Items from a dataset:

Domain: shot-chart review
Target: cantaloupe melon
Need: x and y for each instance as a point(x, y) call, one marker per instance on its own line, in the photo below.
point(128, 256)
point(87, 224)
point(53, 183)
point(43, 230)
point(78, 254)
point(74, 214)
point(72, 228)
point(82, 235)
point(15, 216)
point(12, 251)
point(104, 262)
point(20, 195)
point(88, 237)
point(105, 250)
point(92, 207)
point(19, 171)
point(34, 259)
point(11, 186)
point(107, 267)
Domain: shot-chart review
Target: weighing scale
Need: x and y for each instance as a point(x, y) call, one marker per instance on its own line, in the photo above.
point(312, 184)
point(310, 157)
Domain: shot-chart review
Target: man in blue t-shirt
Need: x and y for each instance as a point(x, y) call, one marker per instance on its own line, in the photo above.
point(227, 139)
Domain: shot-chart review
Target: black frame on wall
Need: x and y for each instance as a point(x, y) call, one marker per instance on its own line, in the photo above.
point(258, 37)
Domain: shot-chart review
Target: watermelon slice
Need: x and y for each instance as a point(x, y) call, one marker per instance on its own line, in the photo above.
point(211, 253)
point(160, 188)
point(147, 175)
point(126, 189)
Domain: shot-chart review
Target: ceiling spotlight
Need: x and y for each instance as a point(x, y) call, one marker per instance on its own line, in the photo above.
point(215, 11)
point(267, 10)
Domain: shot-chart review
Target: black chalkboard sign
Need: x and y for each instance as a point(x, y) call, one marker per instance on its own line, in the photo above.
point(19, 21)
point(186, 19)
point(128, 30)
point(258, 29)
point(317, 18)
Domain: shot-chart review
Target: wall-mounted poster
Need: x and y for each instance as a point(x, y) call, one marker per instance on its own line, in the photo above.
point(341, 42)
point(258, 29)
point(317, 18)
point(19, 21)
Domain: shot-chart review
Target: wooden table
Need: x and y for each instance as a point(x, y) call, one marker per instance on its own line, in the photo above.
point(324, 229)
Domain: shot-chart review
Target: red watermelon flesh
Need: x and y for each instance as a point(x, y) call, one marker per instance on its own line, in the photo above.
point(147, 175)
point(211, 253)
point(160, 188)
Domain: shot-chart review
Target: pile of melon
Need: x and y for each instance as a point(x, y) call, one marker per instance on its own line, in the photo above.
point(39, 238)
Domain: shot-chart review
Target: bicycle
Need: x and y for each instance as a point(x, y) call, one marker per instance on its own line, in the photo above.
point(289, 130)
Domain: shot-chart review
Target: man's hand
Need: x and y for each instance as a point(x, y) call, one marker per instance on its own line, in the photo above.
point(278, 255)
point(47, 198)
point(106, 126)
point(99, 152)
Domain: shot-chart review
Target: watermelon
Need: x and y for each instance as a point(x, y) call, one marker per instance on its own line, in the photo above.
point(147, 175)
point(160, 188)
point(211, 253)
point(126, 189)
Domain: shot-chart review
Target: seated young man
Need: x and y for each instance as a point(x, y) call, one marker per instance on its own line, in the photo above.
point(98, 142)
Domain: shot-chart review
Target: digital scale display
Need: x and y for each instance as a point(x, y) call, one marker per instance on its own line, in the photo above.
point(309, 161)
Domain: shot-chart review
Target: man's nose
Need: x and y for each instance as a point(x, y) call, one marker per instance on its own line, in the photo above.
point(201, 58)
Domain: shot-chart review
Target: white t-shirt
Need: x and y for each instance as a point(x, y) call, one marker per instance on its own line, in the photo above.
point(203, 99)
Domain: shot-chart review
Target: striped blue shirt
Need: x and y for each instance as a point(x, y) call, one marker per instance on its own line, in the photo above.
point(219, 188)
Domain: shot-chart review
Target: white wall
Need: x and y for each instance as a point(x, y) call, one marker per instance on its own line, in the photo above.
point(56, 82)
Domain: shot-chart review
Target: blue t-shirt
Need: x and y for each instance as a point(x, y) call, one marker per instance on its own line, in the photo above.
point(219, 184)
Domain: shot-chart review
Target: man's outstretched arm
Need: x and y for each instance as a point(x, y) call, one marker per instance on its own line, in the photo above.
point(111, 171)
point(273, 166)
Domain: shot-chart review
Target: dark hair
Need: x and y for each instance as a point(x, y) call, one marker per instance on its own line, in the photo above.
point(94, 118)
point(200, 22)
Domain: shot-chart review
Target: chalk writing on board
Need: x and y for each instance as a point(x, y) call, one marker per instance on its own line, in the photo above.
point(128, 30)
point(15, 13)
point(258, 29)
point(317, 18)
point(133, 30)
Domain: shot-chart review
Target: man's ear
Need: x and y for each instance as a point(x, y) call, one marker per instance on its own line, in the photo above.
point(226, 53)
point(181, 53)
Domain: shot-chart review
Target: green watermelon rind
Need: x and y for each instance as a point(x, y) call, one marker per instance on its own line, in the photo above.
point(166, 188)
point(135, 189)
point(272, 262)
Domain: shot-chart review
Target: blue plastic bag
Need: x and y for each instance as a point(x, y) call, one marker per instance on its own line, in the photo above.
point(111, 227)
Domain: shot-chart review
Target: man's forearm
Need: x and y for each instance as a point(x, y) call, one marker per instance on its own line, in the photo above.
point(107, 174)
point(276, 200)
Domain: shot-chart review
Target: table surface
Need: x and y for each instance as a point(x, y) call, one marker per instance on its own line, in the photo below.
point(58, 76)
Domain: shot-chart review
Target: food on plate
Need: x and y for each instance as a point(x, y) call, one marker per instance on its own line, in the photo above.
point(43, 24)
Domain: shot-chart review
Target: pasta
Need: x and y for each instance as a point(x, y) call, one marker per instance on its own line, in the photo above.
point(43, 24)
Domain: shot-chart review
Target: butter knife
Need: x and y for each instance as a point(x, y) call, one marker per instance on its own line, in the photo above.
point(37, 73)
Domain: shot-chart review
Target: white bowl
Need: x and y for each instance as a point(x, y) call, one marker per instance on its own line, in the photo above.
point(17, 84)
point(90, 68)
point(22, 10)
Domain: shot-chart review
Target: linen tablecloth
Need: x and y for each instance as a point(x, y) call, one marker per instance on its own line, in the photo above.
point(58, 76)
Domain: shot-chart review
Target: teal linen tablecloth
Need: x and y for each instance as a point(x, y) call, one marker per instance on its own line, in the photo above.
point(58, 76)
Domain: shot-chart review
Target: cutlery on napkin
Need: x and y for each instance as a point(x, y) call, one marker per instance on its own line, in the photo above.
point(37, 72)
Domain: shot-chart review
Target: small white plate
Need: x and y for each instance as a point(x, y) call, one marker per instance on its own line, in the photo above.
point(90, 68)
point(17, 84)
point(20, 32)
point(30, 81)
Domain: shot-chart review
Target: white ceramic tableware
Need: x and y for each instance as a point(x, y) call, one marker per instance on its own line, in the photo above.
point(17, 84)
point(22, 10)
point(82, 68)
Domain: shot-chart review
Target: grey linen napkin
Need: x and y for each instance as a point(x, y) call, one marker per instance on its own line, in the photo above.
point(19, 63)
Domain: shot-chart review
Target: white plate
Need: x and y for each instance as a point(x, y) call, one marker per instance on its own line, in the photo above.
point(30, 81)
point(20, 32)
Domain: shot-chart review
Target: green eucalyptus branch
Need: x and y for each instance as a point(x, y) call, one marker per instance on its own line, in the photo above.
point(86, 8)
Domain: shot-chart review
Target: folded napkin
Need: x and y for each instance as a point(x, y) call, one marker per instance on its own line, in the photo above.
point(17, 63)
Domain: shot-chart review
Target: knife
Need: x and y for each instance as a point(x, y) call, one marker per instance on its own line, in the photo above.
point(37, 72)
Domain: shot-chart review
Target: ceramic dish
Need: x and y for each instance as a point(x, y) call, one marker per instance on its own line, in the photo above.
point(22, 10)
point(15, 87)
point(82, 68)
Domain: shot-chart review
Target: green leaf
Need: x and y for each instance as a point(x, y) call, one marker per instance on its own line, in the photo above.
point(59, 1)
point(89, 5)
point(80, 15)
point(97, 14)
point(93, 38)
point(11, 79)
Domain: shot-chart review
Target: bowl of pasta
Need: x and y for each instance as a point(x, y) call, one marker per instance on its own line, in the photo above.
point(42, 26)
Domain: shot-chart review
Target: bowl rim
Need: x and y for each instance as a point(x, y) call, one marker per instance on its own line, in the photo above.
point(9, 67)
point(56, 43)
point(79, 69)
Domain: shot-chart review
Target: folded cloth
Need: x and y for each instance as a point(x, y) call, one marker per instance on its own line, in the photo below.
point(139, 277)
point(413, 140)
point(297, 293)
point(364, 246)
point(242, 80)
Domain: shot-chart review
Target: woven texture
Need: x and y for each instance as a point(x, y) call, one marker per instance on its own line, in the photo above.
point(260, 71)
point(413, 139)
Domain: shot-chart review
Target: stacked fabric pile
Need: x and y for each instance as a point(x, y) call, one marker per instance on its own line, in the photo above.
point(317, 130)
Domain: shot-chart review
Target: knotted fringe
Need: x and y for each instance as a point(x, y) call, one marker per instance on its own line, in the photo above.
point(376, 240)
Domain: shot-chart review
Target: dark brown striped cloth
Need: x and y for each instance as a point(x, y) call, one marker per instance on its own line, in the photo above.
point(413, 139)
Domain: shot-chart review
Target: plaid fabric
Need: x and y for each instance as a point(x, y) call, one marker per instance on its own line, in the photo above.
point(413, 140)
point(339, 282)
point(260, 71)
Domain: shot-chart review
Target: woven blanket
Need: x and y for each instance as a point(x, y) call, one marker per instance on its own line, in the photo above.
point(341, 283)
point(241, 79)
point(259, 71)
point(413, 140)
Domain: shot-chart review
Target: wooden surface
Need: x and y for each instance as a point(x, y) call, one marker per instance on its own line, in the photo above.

EXERCISE DETAILS:
Please write out the data word for word, from its first line through the line that contains "point(310, 157)", including both of those lines.

FINISHED TASK:
Domain: shot-chart review
Target: cantaloupe melon
Need: x and y for each instance as a point(x, y) call, one marker per instance on its own line, in the photo below.
point(128, 256)
point(87, 224)
point(53, 183)
point(43, 230)
point(78, 254)
point(74, 214)
point(72, 228)
point(82, 235)
point(15, 216)
point(12, 251)
point(104, 262)
point(20, 195)
point(88, 237)
point(105, 250)
point(92, 207)
point(19, 171)
point(34, 259)
point(11, 186)
point(107, 267)
Domain: shot-chart review
Target: weighing scale
Need: x and y for each instance as a point(x, y) call, one marker per instance on its own line, in the photo above.
point(312, 184)
point(310, 157)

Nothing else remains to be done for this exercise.